§ **Task directions**:
Please print every record exactly as it stands, leaving out the pictures.

--- Exercise materials Enclosed Below ---

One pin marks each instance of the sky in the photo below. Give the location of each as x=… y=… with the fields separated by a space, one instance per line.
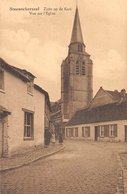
x=38 y=40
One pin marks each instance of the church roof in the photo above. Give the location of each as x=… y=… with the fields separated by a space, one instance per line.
x=108 y=112
x=76 y=32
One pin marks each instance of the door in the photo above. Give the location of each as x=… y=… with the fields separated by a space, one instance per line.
x=126 y=133
x=1 y=138
x=97 y=131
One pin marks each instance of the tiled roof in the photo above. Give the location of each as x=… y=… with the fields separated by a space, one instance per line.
x=108 y=112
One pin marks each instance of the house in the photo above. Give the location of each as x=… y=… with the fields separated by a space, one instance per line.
x=107 y=97
x=105 y=120
x=24 y=110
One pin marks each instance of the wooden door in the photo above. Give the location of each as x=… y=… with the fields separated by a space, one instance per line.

--- End of Enclosed Exercise materials ---

§ **The answer**:
One pin marks each instance of the sky in the photo below. Give the location of each as x=… y=… with the fields separated by a space, one instance per line.
x=38 y=40
One pin marks each instance of the church roof in the photo above. Give the location of each as x=… y=… with the fields separated by a space, one instance per line.
x=108 y=112
x=76 y=32
One pin marks each instance of the door in the photo above. Give the location of each as x=… y=… with the fields separated by a space, one instance per line.
x=126 y=133
x=1 y=138
x=97 y=131
One pin marks each instance of the tiled roof in the photo above. Give the location of each as x=… y=… with the fields separated by a space, one instance per line.
x=108 y=112
One pin marks each instance of the house in the photo above. Give the location of each as x=… y=… with the fields separated by a space, one instance per line.
x=107 y=97
x=105 y=120
x=24 y=110
One pin marks each instance of the wooden door in the photo above. Give the location of each as x=… y=… with the fields separated by a space, one instance per line.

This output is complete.